_WHAT TO DO:_ Please update the material so that "even-odd rule" reads "nonzero winding rule" everywhere and nothing else changes. Leave the pictures out of your answer.

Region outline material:
--*--

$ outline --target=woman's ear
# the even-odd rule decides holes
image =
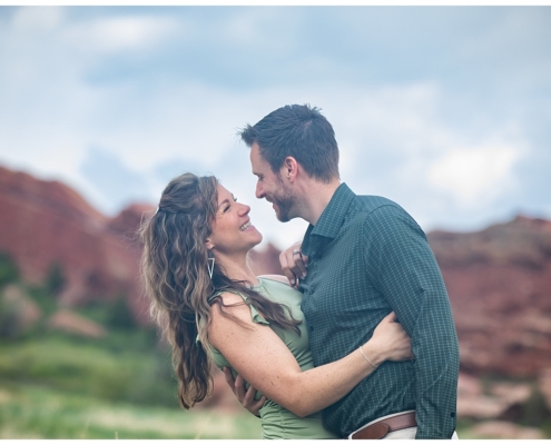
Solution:
[[[213,250],[214,249],[214,244],[210,240],[210,238],[205,239],[205,246],[207,247],[208,250]]]

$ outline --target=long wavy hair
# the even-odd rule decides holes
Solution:
[[[211,305],[236,319],[224,310],[235,305],[225,305],[219,294],[244,295],[247,299],[243,304],[255,306],[273,326],[299,334],[298,322],[286,306],[266,299],[245,281],[228,278],[219,265],[209,277],[206,239],[218,207],[217,186],[214,176],[184,174],[173,179],[163,191],[157,212],[145,220],[139,233],[150,314],[171,345],[178,399],[186,409],[208,396],[213,387],[207,338]]]

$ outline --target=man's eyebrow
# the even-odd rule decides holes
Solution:
[[[225,204],[229,204],[229,199],[224,199],[220,204],[218,204],[218,209],[224,206]]]

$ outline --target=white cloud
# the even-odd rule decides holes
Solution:
[[[21,8],[12,21],[17,33],[43,33],[58,29],[65,20],[65,11],[59,7]]]
[[[514,188],[519,155],[506,145],[452,149],[431,166],[429,180],[463,207],[484,206]]]
[[[117,17],[79,23],[67,29],[67,44],[102,53],[151,50],[183,31],[168,17]]]

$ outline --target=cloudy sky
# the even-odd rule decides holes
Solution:
[[[0,165],[107,215],[214,174],[278,247],[236,137],[287,103],[421,226],[551,219],[551,7],[0,7]]]

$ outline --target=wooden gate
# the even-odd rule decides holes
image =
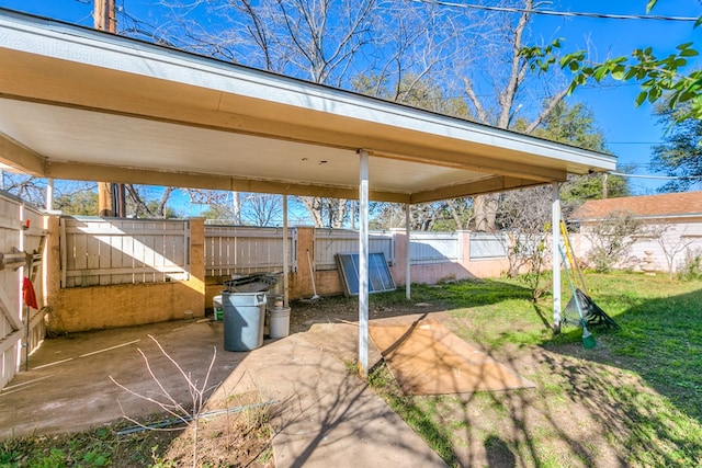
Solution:
[[[11,195],[0,194],[0,388],[44,340],[43,226],[42,213]],[[25,277],[32,282],[39,310],[24,305]]]

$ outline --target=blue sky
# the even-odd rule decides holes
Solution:
[[[498,2],[469,0],[482,4]],[[645,14],[646,0],[553,0],[540,9],[569,12],[593,12],[615,14]],[[93,0],[0,0],[0,7],[57,18],[60,20],[92,25]],[[117,0],[117,5],[139,20],[155,23],[162,7],[156,0]],[[700,0],[659,0],[653,14],[671,16],[702,15]],[[565,50],[587,49],[593,58],[629,55],[634,48],[653,46],[660,55],[668,54],[675,46],[694,42],[699,49],[702,27],[694,30],[692,23],[648,20],[605,20],[591,18],[561,18],[537,15],[532,24],[532,37],[544,43],[563,37]],[[698,60],[698,66],[702,59]],[[595,113],[597,125],[604,133],[610,150],[621,163],[635,163],[636,173],[648,173],[650,146],[660,141],[665,128],[656,124],[652,106],[636,107],[634,99],[638,93],[635,83],[578,89],[571,100],[586,103]],[[635,194],[650,193],[665,181],[632,179]],[[697,187],[700,190],[701,187]]]

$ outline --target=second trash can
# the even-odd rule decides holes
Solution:
[[[265,304],[265,293],[222,292],[226,351],[251,351],[263,344]]]

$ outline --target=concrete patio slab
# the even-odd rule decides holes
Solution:
[[[267,340],[260,349],[240,353],[223,351],[222,323],[211,321],[47,340],[31,356],[30,369],[0,392],[0,437],[80,431],[124,414],[152,413],[152,404],[111,380],[148,393],[154,379],[141,353],[171,395],[190,401],[183,377],[149,336],[197,381],[205,378],[216,347],[210,381],[222,384],[211,397],[213,404],[233,392],[251,390],[263,401],[276,402],[271,422],[279,468],[445,466],[355,376],[351,363],[358,329],[349,323],[313,326],[308,332]]]

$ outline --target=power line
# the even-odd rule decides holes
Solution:
[[[512,7],[487,7],[483,4],[473,3],[454,3],[442,0],[412,0],[416,3],[431,3],[441,7],[465,8],[473,10],[487,10],[487,11],[501,11],[507,13],[529,13],[529,14],[543,14],[551,16],[571,16],[571,18],[597,18],[603,20],[654,20],[654,21],[686,21],[695,22],[697,18],[691,16],[668,16],[660,14],[614,14],[614,13],[587,13],[587,12],[570,12],[570,11],[555,11],[555,10],[530,10],[525,8],[512,8]]]
[[[698,179],[691,175],[646,175],[646,174],[626,174],[624,172],[613,172],[610,171],[608,174],[619,175],[620,178],[632,178],[632,179],[657,179],[661,181],[681,181],[686,179]]]

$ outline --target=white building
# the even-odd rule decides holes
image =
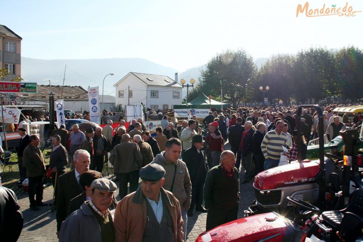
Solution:
[[[138,105],[142,102],[152,109],[173,108],[182,104],[182,86],[167,76],[129,72],[114,86],[116,105]]]

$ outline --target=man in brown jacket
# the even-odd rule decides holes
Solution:
[[[115,146],[109,159],[120,181],[120,199],[127,195],[129,182],[130,193],[138,189],[139,171],[143,166],[143,156],[138,144],[130,141],[128,134],[122,135],[121,141],[121,144]]]
[[[184,241],[179,202],[163,188],[164,175],[164,169],[156,164],[141,168],[141,187],[116,207],[115,242]]]
[[[134,142],[139,145],[140,152],[143,156],[143,167],[148,165],[154,160],[154,155],[151,146],[148,143],[144,142],[141,136],[138,134],[134,136]]]
[[[33,135],[29,137],[29,143],[23,152],[23,166],[26,168],[26,175],[29,179],[28,194],[30,202],[30,209],[37,211],[37,206],[45,206],[43,203],[43,175],[45,172],[44,158],[38,146],[40,142],[39,137]],[[36,195],[36,199],[34,196]]]
[[[164,189],[173,193],[180,203],[182,218],[184,241],[186,240],[187,211],[191,200],[191,182],[185,162],[179,159],[182,153],[182,142],[178,139],[170,139],[163,151],[157,156],[152,164],[162,166],[165,170]]]

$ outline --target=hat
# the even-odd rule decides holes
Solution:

--*--

_WRITTEN RESPONSE:_
$ outline --target=woman's ear
# the nonzero winding rule decides holes
image =
Solution:
[[[213,250],[214,249],[214,244],[210,240],[210,238],[205,239],[205,246],[207,247],[208,250]]]

$ outline --target=long wavy hair
# the nonzero winding rule decides holes
Solution:
[[[211,305],[236,319],[224,310],[235,305],[225,305],[219,294],[244,295],[247,299],[243,304],[255,306],[273,326],[299,334],[298,322],[286,306],[266,299],[245,281],[228,278],[219,265],[209,277],[206,239],[218,207],[217,186],[214,176],[184,174],[173,179],[163,191],[157,212],[145,220],[139,233],[150,314],[171,345],[178,399],[186,409],[208,396],[213,387],[207,338]]]

$ outline --target=man's eyebrow
# the nonzero winding rule decides holes
Solution:
[[[225,204],[229,204],[229,199],[224,199],[220,204],[218,204],[218,209],[224,206]]]

$ outline --target=white cloud
# the nonzero winding rule decides holes
Solution:
[[[21,8],[12,21],[17,33],[43,33],[58,29],[65,20],[65,11],[59,7]]]
[[[514,188],[519,155],[506,145],[452,149],[431,166],[429,180],[463,207],[484,206]]]
[[[117,17],[79,23],[67,29],[67,44],[102,53],[151,50],[183,31],[168,17]]]

$ outline --target=cloudy sky
# the nonzero winding rule decides holes
Solution:
[[[0,165],[107,215],[214,174],[278,247],[236,137],[287,103],[421,226],[551,219],[551,7],[0,7]]]

$ outline --target=wooden gate
# the nonzero winding rule decides holes
image =
Solution:
[[[11,195],[0,194],[0,388],[44,340],[43,226],[42,213]],[[25,277],[32,282],[39,310],[24,305]]]

$ outline --target=blue sky
# the nonzero winding rule decides holes
Solution:
[[[498,2],[469,0],[482,4]],[[645,14],[646,0],[553,0],[540,9],[569,12],[593,12],[615,14]],[[93,0],[0,0],[0,7],[57,18],[60,20],[92,25]],[[117,0],[117,5],[139,20],[155,23],[162,7],[156,0]],[[700,0],[659,0],[653,14],[671,16],[702,15]],[[565,50],[587,49],[593,58],[629,55],[634,48],[653,46],[660,55],[668,54],[675,46],[694,42],[699,49],[702,27],[694,30],[692,23],[648,20],[605,20],[591,18],[561,18],[537,15],[532,24],[532,37],[544,43],[563,37]],[[698,60],[698,66],[702,59]],[[595,113],[597,125],[604,133],[610,150],[621,163],[635,163],[636,173],[648,173],[650,146],[660,141],[665,128],[656,124],[652,106],[636,107],[634,99],[638,93],[635,83],[578,89],[571,100],[586,103]],[[635,194],[650,193],[665,181],[632,179]],[[697,187],[700,190],[701,187]]]

$ outline --target=second trash can
# the nonzero winding rule decides holes
Solution:
[[[265,304],[265,293],[222,292],[226,351],[251,351],[263,344]]]

$ outline --target=concrete patio slab
# the nonzero winding rule decides holes
Solution:
[[[267,340],[260,349],[240,353],[223,351],[222,323],[211,321],[47,340],[31,356],[30,369],[0,392],[0,437],[80,431],[124,414],[152,413],[152,404],[111,380],[148,393],[154,379],[141,353],[171,395],[190,401],[183,377],[149,336],[197,381],[205,378],[216,347],[210,381],[222,384],[211,397],[213,404],[233,392],[251,390],[263,401],[276,402],[271,422],[279,468],[445,466],[355,376],[351,363],[358,329],[349,323],[313,326],[308,332]]]

$ outline --target=power line
# the nonzero winding rule decides holes
Solution:
[[[512,7],[487,7],[483,4],[473,3],[454,3],[442,0],[412,0],[416,3],[431,3],[441,7],[465,8],[473,10],[487,10],[487,11],[501,11],[507,13],[529,13],[529,14],[543,14],[551,16],[571,16],[571,18],[597,18],[603,20],[654,20],[654,21],[686,21],[695,22],[697,18],[691,16],[668,16],[660,14],[614,14],[614,13],[587,13],[587,12],[570,12],[570,11],[555,11],[555,10],[530,10],[525,8],[512,8]]]
[[[698,179],[691,175],[646,175],[646,174],[626,174],[624,172],[613,172],[610,171],[608,174],[619,175],[620,178],[632,178],[632,179],[657,179],[661,181],[681,181],[686,179]]]

$ outline --target=white building
# the nonzero winding rule decides holes
image =
Solution:
[[[138,105],[142,102],[152,109],[173,108],[182,104],[182,86],[167,76],[129,72],[114,86],[116,105]]]

$ outline --target=man in brown jacket
# the nonzero winding rule decides holes
Solution:
[[[115,146],[109,159],[120,181],[120,199],[127,195],[129,182],[130,193],[138,189],[139,171],[143,166],[143,156],[138,144],[130,141],[128,134],[122,135],[121,141],[121,144]]]
[[[184,241],[179,202],[163,188],[164,175],[164,169],[156,164],[141,168],[141,187],[116,207],[115,242]]]
[[[134,142],[139,145],[140,152],[143,156],[143,167],[148,165],[154,160],[154,155],[151,146],[148,143],[144,142],[141,136],[138,134],[134,136]]]
[[[33,135],[29,137],[29,143],[23,152],[23,166],[26,168],[26,175],[29,179],[28,194],[30,202],[30,209],[37,211],[37,206],[45,206],[43,203],[43,175],[45,172],[44,158],[38,146],[40,142],[39,137]],[[36,195],[36,199],[34,196]]]
[[[164,189],[173,193],[180,203],[182,218],[184,241],[186,240],[187,211],[191,200],[191,182],[185,162],[179,159],[182,153],[182,142],[178,139],[170,139],[163,151],[157,156],[152,164],[162,166],[165,170]]]

$ outline --target=hat
# the nonzero winding rule decides holes
Solution:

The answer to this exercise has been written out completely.